[THE PROBLEM]
Gather each line in the items below that contains the word "steel", and copy those lines unchanged.

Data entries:
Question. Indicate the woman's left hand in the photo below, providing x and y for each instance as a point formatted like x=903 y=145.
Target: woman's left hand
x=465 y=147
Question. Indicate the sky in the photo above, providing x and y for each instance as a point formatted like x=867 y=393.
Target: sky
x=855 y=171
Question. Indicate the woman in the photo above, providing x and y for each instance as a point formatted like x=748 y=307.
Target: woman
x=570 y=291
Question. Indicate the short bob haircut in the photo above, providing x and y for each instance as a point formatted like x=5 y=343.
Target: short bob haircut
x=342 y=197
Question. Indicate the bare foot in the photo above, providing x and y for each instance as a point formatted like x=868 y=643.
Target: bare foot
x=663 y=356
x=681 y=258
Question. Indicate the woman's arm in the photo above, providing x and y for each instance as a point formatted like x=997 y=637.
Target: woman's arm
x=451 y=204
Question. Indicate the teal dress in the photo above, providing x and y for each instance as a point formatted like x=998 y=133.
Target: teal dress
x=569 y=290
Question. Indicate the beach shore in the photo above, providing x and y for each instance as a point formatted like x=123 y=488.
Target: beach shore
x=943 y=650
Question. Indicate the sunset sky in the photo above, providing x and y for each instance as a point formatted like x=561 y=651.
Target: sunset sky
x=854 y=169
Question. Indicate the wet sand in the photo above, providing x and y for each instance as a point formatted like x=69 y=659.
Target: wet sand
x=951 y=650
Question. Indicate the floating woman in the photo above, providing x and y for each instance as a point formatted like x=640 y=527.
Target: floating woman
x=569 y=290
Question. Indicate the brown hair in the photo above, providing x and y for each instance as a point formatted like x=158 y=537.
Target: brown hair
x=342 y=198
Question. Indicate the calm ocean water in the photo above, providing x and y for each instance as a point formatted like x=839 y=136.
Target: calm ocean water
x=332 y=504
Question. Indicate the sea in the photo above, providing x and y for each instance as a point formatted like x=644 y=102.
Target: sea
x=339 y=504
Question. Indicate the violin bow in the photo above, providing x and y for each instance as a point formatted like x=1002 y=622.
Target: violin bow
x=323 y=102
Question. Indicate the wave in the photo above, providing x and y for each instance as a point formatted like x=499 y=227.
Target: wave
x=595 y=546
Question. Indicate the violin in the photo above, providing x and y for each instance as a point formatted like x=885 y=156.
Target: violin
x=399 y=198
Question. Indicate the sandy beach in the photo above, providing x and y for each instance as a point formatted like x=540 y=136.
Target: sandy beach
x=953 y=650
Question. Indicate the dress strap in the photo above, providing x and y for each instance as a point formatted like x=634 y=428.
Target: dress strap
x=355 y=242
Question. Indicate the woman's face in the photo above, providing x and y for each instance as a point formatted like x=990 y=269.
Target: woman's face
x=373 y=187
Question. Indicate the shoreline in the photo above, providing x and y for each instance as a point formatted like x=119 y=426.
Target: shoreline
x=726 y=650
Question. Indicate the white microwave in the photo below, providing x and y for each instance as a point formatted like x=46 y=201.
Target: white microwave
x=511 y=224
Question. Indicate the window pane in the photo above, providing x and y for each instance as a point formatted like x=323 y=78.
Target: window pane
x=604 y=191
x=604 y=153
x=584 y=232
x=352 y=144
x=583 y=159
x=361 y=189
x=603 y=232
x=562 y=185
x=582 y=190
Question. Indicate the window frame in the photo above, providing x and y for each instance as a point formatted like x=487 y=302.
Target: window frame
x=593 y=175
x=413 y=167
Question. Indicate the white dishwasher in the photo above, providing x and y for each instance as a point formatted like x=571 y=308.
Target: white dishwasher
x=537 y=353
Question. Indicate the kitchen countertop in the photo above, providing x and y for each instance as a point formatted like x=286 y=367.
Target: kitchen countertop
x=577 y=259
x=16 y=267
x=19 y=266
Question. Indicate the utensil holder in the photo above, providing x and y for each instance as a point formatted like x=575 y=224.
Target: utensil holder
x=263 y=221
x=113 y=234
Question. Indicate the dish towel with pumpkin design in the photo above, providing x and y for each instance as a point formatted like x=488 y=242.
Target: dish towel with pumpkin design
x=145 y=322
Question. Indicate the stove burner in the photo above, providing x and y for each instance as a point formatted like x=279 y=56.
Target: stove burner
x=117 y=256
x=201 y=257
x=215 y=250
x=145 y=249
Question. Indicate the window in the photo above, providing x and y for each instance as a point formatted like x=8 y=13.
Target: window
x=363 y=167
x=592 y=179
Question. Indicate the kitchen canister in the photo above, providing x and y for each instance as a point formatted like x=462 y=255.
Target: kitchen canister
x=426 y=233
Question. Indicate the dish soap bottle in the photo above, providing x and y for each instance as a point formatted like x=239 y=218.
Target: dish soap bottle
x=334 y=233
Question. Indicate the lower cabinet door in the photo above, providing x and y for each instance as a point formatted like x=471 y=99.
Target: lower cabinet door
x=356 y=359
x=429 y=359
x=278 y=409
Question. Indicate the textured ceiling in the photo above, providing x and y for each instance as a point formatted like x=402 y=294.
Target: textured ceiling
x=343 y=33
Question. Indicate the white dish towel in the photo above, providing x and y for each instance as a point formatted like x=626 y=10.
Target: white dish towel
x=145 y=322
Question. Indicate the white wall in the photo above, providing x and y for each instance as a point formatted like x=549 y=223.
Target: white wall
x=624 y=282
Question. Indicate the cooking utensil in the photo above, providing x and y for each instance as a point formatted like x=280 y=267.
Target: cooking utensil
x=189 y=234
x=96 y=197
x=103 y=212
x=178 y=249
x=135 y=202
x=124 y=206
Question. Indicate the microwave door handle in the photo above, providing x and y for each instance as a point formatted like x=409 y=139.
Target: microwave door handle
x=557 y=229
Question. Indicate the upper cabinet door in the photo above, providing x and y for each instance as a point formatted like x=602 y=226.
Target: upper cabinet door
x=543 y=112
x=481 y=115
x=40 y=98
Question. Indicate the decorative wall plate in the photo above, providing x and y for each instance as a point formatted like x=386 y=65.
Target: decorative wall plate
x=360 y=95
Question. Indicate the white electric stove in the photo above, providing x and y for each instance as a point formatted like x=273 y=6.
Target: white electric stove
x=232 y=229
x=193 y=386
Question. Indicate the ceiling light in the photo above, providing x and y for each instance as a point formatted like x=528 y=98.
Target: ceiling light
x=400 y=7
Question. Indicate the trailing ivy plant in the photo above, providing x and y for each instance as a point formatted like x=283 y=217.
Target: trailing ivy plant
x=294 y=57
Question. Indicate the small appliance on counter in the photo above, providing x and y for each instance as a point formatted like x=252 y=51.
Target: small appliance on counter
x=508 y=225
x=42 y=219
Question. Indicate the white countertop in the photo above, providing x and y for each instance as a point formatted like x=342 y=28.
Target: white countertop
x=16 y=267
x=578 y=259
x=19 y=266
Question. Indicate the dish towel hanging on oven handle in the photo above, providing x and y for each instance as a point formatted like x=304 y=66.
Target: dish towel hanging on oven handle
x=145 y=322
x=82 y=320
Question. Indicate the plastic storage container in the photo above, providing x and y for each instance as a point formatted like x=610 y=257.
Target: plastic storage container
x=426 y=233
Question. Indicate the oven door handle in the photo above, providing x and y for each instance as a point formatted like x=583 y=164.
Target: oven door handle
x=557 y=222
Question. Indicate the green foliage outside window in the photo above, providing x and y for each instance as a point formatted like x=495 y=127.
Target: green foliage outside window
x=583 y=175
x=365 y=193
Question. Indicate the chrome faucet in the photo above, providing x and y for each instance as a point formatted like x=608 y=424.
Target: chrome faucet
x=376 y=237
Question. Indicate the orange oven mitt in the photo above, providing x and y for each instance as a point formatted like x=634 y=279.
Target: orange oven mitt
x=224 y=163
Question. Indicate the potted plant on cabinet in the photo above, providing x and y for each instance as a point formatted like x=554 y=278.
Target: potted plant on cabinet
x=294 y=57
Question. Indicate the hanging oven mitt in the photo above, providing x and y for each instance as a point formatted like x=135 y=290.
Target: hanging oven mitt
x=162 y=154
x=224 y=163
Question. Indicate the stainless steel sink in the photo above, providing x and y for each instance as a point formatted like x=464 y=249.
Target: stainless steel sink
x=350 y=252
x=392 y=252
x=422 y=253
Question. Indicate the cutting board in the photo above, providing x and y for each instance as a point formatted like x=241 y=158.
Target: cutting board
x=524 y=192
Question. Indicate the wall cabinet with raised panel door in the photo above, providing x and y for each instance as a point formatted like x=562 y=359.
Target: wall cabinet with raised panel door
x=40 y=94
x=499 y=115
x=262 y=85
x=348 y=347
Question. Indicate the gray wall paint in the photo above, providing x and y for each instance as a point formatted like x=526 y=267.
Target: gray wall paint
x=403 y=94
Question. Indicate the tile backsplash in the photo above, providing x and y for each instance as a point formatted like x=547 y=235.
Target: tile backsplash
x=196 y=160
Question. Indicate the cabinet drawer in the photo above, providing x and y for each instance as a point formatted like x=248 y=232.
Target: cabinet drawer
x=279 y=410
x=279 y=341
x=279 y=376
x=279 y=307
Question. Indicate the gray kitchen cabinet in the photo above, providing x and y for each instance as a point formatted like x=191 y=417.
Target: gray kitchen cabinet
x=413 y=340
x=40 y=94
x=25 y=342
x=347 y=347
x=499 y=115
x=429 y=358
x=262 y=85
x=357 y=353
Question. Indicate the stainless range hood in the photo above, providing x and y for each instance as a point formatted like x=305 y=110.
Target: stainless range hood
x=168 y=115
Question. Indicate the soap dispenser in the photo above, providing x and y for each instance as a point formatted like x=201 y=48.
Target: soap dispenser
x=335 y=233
---
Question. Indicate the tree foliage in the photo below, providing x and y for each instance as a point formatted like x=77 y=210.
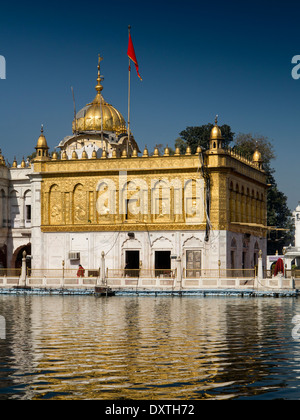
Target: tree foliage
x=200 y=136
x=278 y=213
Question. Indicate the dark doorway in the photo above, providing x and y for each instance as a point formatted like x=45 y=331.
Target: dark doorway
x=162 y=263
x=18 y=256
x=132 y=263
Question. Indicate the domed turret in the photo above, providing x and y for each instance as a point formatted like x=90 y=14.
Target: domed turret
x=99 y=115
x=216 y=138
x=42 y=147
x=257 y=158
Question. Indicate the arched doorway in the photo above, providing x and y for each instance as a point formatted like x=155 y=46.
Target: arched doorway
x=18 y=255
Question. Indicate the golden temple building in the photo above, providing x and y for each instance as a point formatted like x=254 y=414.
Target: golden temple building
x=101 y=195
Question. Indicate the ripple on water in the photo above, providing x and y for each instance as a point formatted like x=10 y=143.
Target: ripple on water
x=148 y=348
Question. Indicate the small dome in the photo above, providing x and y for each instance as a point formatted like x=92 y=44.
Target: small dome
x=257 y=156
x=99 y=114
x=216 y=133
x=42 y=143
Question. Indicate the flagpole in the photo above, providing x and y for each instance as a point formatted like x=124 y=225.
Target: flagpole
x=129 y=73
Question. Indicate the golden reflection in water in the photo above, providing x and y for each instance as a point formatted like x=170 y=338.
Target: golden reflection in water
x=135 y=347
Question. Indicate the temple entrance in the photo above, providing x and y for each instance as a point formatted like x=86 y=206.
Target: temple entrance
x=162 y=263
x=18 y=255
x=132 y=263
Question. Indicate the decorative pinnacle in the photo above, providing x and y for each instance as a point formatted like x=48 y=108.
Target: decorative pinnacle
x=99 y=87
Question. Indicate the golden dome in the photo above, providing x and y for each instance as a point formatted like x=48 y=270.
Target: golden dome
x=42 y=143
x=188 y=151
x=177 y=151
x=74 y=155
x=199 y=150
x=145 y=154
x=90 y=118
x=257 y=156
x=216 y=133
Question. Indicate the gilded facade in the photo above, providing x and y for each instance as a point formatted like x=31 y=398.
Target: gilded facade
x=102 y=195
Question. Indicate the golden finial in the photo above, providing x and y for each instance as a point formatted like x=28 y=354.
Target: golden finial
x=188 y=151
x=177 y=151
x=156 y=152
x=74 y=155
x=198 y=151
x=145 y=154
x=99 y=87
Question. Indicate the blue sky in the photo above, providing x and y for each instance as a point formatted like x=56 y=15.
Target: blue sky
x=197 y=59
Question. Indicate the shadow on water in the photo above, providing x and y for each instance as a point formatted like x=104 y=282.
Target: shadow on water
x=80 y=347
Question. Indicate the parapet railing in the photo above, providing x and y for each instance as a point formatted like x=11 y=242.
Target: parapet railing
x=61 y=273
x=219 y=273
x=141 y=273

[SOLVED PROBLEM]
Question. Indicate the stainless steel sink in the photo above, providing x and y for each instance as a point formatted like x=464 y=249.
Target: stainless steel sink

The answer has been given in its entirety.